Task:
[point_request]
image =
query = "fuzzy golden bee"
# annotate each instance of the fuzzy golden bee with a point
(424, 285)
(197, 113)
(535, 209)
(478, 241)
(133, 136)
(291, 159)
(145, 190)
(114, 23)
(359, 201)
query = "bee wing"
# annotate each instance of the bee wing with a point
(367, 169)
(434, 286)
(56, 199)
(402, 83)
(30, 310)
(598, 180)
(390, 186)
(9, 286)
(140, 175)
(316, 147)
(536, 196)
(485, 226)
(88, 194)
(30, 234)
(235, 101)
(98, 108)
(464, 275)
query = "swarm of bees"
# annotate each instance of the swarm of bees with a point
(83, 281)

----

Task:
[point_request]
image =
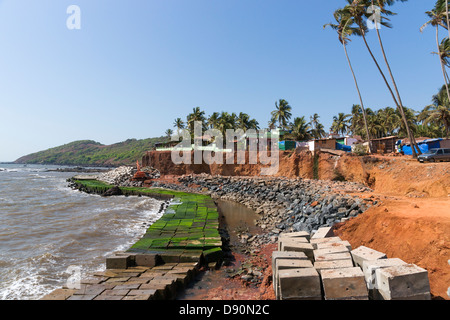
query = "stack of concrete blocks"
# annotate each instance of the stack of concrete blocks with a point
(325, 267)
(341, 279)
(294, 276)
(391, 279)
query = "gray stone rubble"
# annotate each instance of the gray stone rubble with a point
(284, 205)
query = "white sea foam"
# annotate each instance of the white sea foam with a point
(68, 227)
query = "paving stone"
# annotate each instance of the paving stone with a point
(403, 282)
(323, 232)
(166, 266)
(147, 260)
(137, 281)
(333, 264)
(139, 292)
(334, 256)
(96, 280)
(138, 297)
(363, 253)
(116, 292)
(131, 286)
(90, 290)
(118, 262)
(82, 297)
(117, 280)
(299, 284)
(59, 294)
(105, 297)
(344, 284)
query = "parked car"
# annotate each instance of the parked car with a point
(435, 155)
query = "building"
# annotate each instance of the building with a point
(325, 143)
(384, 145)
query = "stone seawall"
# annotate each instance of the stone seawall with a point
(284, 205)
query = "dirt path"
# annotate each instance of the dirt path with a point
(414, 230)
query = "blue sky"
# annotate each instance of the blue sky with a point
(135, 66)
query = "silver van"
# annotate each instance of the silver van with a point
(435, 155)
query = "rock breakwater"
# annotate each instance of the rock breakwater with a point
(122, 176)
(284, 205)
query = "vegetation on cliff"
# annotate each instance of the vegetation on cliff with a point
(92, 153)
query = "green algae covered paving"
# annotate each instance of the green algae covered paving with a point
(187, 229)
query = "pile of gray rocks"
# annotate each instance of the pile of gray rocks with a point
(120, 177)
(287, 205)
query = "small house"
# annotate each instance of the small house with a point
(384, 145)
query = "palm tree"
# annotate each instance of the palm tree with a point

----

Count the lines in the records above that contain the string "bees". Reply with the number only.

(Response for this exercise)
2